▶ **Set problem**
Copy these lines word for word, omitting the pictures.

>> START

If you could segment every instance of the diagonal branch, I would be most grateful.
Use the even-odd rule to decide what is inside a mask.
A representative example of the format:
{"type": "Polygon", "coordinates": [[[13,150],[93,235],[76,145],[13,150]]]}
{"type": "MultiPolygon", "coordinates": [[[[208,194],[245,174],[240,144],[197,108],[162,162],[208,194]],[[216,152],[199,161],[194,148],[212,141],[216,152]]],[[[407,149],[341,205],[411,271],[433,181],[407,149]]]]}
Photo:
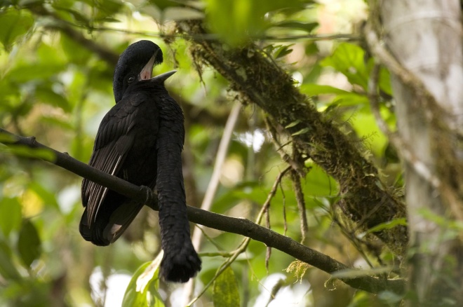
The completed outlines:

>> END

▶ **Response for this exercise**
If you could segment every instance of the diagonal branch, I would be most grateful.
Use the even-odd rule to decide what is inside a mask.
A representative example of the format:
{"type": "Polygon", "coordinates": [[[13,150],[93,235],[76,145],[13,150]]]}
{"type": "MultiPolygon", "coordinates": [[[[208,194],[245,174],[240,144],[197,108],[162,162],[208,194]],[[216,152],[199,161],[194,148],[212,141],[216,152]]],[[[407,149],[341,205],[411,271],[433,181],[407,149]]]]}
Photo:
The completed outlines:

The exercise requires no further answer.